■ Source ■
········

After seeing Kate to sleep, the doctor watches over her and sees her attacked by the monster but can't get his adrenaline pump to work.  He goes to sleep as well, knowing the monster will come after him over Kate.  Once he falls asleep, Kate is temporarily left alone and has a dream-within-a-dream sequence where she meets her sister. Her sister, Beth, begins to prey on her fears of being a bad sister, and the reason she's dead. Kate realizes Beth would not be saying the things she's saying, and attacks Beth, knowing it's really the Hag.  She stabs the hag, then finds herself back in her 'real' body being choked by the Hag.  She breaks her paralysis, and attacks the hag, strangling it (apparently) to death.

In the next scene, Kate is vlogging about her experiences and telling her audience that Evan has awoken, and her paralysis has come back, but that the Hag has not reappeared.  She also promises her audience that she will not stop until she comes up with a permanent solution for everyone.

In the final scene, Dr. Sykes is seen asleep and wakes up to see the hag appearing over the end of her bed and proceeds to attack her, with the screen fading to black.

········

■ Supplied data ■
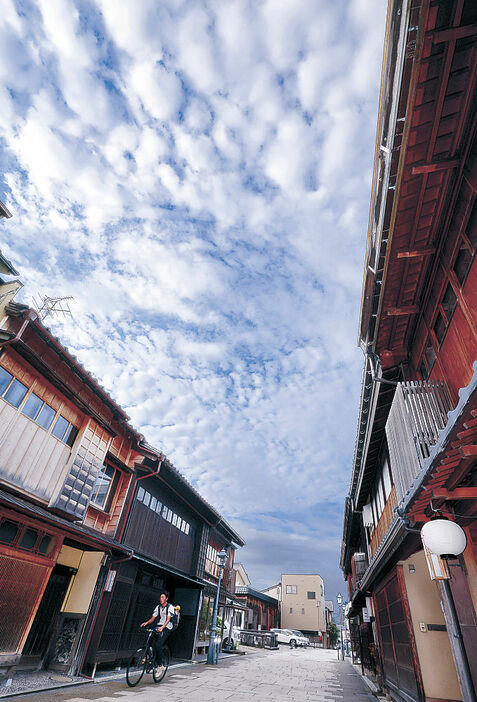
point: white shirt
(163, 613)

········

■ What you should do ■
Translate this sentence from the plot summary above into Spanish: "She also promises her audience that she will not stop until she comes up with a permanent solution for everyone."

■ The solution ■
También le promete a su audiencia que no se detendrá hasta encontrar una solución permanente para todos.